═══ Given data ═══

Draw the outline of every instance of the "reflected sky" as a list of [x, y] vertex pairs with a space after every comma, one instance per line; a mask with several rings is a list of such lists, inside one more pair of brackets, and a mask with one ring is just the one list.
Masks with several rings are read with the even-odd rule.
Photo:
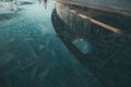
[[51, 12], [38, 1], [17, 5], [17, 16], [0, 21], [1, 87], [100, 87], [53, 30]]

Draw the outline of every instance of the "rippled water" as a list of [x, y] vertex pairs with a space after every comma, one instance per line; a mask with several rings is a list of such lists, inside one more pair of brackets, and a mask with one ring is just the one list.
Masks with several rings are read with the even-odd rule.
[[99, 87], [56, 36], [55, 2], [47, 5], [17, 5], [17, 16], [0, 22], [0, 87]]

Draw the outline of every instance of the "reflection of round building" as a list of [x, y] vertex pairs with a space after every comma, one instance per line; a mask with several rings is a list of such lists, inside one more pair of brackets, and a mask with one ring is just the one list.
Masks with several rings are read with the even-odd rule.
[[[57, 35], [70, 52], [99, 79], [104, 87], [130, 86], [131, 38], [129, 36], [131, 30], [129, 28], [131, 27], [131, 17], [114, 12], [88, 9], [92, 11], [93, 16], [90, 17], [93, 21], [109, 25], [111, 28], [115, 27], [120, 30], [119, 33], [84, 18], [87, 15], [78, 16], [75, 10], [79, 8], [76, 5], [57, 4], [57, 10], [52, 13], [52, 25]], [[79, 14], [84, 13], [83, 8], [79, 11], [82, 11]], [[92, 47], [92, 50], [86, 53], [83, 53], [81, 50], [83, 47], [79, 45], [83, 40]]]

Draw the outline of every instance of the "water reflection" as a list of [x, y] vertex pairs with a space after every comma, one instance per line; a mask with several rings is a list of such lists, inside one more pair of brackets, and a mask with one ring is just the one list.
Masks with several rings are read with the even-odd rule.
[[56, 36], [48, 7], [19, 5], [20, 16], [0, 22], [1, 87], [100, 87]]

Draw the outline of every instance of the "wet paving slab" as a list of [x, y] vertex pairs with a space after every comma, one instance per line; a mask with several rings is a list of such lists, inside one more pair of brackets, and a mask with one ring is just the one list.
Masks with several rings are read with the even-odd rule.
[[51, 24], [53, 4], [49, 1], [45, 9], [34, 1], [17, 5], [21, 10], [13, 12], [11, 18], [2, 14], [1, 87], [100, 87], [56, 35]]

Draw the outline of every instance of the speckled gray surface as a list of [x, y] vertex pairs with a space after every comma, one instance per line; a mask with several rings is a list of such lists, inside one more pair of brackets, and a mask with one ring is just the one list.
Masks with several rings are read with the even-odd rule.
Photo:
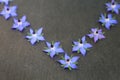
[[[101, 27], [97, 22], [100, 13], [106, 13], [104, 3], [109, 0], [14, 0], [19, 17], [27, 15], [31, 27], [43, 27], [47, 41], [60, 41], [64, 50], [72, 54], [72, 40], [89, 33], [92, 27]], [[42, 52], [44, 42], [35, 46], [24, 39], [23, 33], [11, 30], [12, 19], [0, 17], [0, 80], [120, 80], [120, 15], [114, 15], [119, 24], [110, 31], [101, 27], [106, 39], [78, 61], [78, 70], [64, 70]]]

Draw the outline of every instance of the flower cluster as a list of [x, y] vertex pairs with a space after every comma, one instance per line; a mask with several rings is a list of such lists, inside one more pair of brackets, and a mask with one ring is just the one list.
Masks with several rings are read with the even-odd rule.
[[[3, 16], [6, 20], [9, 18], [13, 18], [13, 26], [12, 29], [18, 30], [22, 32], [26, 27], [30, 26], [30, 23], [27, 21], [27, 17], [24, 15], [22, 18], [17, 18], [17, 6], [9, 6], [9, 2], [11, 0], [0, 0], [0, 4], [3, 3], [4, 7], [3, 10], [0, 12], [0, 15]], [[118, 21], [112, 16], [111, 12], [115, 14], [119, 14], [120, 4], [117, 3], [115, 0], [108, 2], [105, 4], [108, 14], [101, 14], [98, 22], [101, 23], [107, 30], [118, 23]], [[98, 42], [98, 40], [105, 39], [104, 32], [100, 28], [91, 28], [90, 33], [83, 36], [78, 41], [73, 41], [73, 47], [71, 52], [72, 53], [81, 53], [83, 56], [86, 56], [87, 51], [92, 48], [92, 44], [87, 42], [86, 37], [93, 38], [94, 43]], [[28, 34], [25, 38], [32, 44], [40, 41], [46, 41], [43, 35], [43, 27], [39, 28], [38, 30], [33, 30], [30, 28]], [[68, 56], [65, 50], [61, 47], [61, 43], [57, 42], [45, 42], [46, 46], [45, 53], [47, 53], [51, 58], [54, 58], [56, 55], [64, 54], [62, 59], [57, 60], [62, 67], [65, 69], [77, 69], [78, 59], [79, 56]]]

═══

— Exercise aim —
Reproduce the entire listing above verbatim, line for line, omitting the pictures from your copy.

— Answer to this task —
Draw the outline of every instance of the "reflected sky" as a list of [x, y] vertex pairs with a space after every comma, one instance per line; a mask with several rings is a list of such lists, inside one more pair of brackets, and a mask with one ring is just the one list.
Masks with several rings are read with the even-odd rule.
Photo:
[[51, 12], [38, 1], [17, 5], [17, 16], [0, 21], [1, 87], [100, 87], [53, 30]]

Draw the outline of every instance of the "rippled water" as a list of [x, y] vertex pairs with a space after every comma, one instance per line; a mask with several rings is a list of such lists, inside one more pair of brackets, and a mask with one ring is just the one list.
Masks with several rings are read with the even-odd rule.
[[99, 87], [56, 36], [55, 2], [47, 5], [17, 5], [17, 16], [0, 22], [0, 87]]

Draw the outline of every instance of the "reflection of round building" as a list of [x, y] vertex pairs with a space after every comma, one instance per line; a mask with several rings is a list of such lists, inside one more pair of brackets, and a mask with one ring is just the one list.
Masks with several rings are read with the even-odd rule.
[[[57, 35], [70, 52], [99, 79], [104, 87], [130, 86], [131, 38], [129, 36], [131, 30], [129, 28], [131, 27], [131, 17], [114, 12], [88, 9], [92, 11], [93, 16], [90, 17], [93, 21], [109, 25], [111, 28], [115, 27], [120, 30], [119, 33], [84, 18], [87, 15], [78, 16], [75, 10], [79, 8], [76, 5], [57, 4], [57, 10], [52, 13], [52, 25]], [[79, 14], [84, 13], [83, 8], [79, 11], [82, 11]], [[92, 47], [92, 50], [86, 53], [83, 53], [81, 50], [83, 47], [79, 45], [83, 40]]]

Draw the outline of every instance of the "water reflection" as a list of [x, y] vertex pairs with a space after every comma, one instance per line; a mask with several rings is a list of such lists, inside one more pair of brackets, and a mask with one ring is just the one list.
Masks with several rings are read with the even-odd rule.
[[56, 36], [48, 7], [19, 5], [20, 16], [0, 22], [1, 87], [100, 87]]

Draw the outline of every instance of the "wet paving slab" as a list of [x, y] vertex pairs with a space after every comma, one instance per line; a mask with several rings is a list of such lists, inside one more pair of brackets, and a mask with one ring is just the one list.
Masks with several rings are read with the even-odd rule.
[[51, 24], [53, 4], [49, 1], [45, 9], [34, 1], [17, 5], [21, 10], [13, 12], [11, 18], [2, 14], [1, 87], [100, 87], [56, 35]]

Draw the outline of every instance of the speckled gray surface as a list of [x, y] vertex pairs with a space after every comma, one instance per line; a mask with several rings is a list of such lists, inside one more pair of brackets, and a mask with one ring is just the one list.
Masks with several rings are read with the even-odd rule.
Photo:
[[[101, 27], [97, 22], [100, 13], [106, 13], [104, 3], [109, 0], [14, 0], [19, 17], [27, 15], [31, 27], [43, 27], [47, 41], [60, 41], [64, 50], [72, 54], [72, 40], [89, 33], [92, 27]], [[42, 52], [44, 42], [35, 46], [24, 39], [23, 33], [11, 30], [12, 19], [0, 17], [0, 80], [120, 80], [120, 15], [114, 15], [119, 24], [110, 31], [101, 27], [106, 39], [78, 61], [78, 70], [64, 70]]]

Draw the outline of every instance of the flower cluster as a list of [x, y] vertex pairs with a space after every comma, one instance per line; a mask with several rings is a list of such lists, inside one more pair of brackets, and a mask with one ring is just the one list.
Masks with several rings are read with the even-odd rule.
[[[3, 16], [6, 20], [9, 18], [13, 18], [13, 26], [12, 29], [18, 30], [22, 32], [26, 27], [30, 26], [30, 23], [27, 21], [27, 17], [24, 15], [22, 18], [17, 18], [17, 6], [9, 6], [9, 2], [11, 0], [0, 0], [0, 4], [3, 3], [4, 7], [3, 10], [0, 12], [0, 15]], [[118, 21], [112, 16], [111, 12], [115, 14], [119, 14], [120, 4], [117, 3], [115, 0], [108, 2], [105, 4], [108, 14], [101, 14], [98, 22], [101, 23], [107, 30], [118, 23]], [[98, 42], [98, 40], [105, 39], [104, 32], [100, 28], [91, 28], [90, 33], [83, 36], [78, 41], [73, 41], [73, 47], [71, 52], [72, 53], [81, 53], [83, 56], [86, 56], [87, 51], [92, 48], [92, 44], [87, 42], [86, 37], [93, 38], [94, 43]], [[28, 34], [25, 38], [32, 44], [40, 41], [46, 41], [43, 35], [43, 27], [39, 28], [38, 30], [33, 30], [30, 28]], [[68, 56], [65, 50], [61, 47], [61, 43], [57, 42], [45, 42], [46, 46], [45, 53], [47, 53], [51, 58], [54, 58], [56, 55], [64, 54], [62, 59], [57, 60], [62, 67], [65, 69], [77, 69], [78, 59], [79, 56]]]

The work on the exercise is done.